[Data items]
-*-
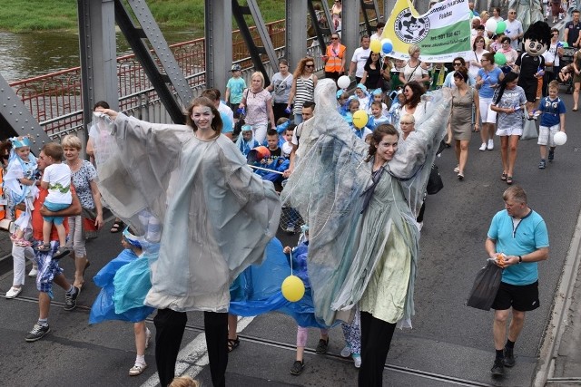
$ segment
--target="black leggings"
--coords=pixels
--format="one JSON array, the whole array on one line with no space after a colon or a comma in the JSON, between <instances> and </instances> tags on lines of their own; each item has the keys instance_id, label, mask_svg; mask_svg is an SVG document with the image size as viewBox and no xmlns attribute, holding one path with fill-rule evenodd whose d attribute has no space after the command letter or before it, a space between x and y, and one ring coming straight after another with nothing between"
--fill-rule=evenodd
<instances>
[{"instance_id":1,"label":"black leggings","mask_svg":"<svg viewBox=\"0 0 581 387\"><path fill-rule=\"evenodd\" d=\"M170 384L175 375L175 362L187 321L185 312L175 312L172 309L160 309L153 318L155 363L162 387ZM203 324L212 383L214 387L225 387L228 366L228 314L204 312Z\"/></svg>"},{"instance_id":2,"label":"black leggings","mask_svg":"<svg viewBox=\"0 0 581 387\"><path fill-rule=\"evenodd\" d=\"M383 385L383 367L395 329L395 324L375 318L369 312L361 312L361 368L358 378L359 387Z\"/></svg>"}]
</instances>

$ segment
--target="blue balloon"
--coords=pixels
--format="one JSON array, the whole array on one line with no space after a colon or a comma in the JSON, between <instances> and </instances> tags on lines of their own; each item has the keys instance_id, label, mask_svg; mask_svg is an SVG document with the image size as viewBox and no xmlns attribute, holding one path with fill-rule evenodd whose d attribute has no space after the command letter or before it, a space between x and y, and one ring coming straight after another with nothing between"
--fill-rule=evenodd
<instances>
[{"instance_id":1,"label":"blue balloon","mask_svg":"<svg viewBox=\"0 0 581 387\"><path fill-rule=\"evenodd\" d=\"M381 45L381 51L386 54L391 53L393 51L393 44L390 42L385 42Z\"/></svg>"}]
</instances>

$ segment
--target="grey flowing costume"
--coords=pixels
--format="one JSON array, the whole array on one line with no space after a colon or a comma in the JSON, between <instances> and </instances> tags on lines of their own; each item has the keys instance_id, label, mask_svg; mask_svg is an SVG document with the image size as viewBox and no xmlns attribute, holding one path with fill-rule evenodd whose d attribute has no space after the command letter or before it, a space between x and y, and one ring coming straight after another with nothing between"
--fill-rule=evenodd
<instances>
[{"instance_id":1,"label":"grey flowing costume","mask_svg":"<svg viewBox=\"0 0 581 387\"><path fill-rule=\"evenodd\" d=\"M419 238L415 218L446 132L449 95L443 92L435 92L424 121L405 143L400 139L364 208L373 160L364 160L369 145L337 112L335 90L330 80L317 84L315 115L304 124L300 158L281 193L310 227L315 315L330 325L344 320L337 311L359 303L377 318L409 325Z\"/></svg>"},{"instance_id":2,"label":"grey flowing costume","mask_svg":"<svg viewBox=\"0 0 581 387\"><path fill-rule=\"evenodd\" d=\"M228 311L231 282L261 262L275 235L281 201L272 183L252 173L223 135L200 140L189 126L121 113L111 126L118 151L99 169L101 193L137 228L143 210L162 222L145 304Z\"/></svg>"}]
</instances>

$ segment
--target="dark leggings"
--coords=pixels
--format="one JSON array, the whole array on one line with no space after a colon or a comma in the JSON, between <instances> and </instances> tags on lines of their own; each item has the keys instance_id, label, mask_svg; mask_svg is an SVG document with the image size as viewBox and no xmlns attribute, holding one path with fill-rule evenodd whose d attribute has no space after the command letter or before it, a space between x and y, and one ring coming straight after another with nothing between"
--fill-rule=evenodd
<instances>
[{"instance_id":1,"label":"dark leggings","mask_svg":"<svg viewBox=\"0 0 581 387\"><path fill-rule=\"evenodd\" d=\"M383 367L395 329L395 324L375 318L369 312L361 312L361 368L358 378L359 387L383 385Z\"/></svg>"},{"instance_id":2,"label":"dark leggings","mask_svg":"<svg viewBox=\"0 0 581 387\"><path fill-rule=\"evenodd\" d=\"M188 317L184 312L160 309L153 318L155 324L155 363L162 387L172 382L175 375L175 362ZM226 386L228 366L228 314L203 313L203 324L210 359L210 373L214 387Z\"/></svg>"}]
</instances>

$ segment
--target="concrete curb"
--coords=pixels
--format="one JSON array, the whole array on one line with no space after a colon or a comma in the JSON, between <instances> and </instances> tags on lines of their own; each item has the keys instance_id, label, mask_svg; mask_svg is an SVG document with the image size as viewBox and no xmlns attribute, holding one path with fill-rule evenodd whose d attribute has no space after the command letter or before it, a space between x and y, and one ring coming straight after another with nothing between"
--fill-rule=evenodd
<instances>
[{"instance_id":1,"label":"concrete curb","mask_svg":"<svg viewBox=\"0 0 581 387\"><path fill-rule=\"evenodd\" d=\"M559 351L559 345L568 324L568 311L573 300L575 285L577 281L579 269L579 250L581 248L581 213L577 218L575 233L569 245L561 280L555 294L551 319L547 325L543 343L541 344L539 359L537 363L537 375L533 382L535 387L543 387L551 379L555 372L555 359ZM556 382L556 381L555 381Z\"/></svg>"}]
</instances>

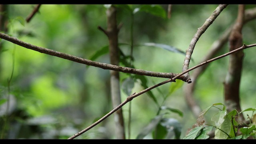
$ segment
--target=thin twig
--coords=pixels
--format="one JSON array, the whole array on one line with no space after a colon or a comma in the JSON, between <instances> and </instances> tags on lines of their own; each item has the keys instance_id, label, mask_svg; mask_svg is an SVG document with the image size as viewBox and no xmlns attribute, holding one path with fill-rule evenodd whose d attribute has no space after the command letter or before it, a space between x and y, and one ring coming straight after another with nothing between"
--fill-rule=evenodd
-*-
◆ **REQUIRED WORK**:
State how many lines in the items above contain the string "target" with matching case. Reply with the number alone.

◆ **ANSWER BELOW**:
6